### 読解用抜粋
****************
この発明によれば、転写層の形成を上記の所定の温度未満で行うので、転写層に含まれる硬化剤の硬化反応が起こり難い。その結果、転写時の加熱により容易に溶融される転写層を形成できるので、転写性に優れる熱転写シートを得ることができる。
上記課題を解決するための本発明の遮光基板は、遮光基板用基材の片面に、遮光性材料を含む所定パターンの遮光層が設けられている遮光基板であって、前記遮光層が、1分子中にエポキシ基を2個以上有するエポキシ化合物及び/又は1分子中にエポキシ基を2個以上有するエポキシ樹脂と、所定の温度以上でエポキシ基と反応する官能基を有する硬化剤とが反応した樹脂硬化物であることを特徴とする。
この発明によれば、本発明の遮光基板に設けられる遮光層は、上記のエポキシ化合物及び/又はエポキシ樹脂と上記の硬化剤とが反応した樹脂硬化物であるので、硬化剤の作用により、遮光基板用基材との接着性に優れる強固な層となり、耐溶剤性及び耐熱性に優れる層となる。その結果、本発明の遮光基板は、着色層用塗工液や保護膜用塗工液等が塗工され、また、透明電極の成膜・焼成時加熱されても、遮光層が剥がれ難い。
上記課題を解決するための本発明の遮光基板は、遮光基板用基材の片面に、遮光性材料を含む所定パターンの遮光層が設けられている遮光基板であって、前記遮光層が、1分子中にエポキシ基を2個以上有するエポキシ化合物及び/又は1分子中にエポキシ基を2個以上有するエポキシ樹脂と、所定の温度以上で解離するブロック剤が結合したカルボキシル基を1分子中に2個以上有する硬化剤とが反応した樹脂硬化物であることを特徴とする。
本発明の遮光基板は、上記の遮光基板において、前記遮光性材料がカーボンブラック又はチタンブラックであること、が好ましい。
****************
上記の遮光基板に関する抜粋のうち、「この発明によれば、本発明の遮」と「れても、遮光層が剥がれ難い。」の間を、両端の語句も含めて一字一句違えずに出力してください。

### 表示データ
****************
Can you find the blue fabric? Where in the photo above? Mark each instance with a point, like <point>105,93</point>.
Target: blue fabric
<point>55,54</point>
****************
### 最終結果
この発明によれば、本発明の遮光基板に設けられる遮光層は、上記のエポキシ化合物及び/又はエポキシ樹脂と上記の硬化剤とが反応した樹脂硬化物であるので、硬化剤の作用により、遮光基板用基材との接着性に優れる強固な層となり、耐溶剤性及び耐熱性に優れる層となる。その結果、本発明の遮光基板は、着色層用塗工液や保護膜用塗工液等が塗工され、また、透明電極の成膜・焼成時加熱されても、遮光層が剥がれ難い。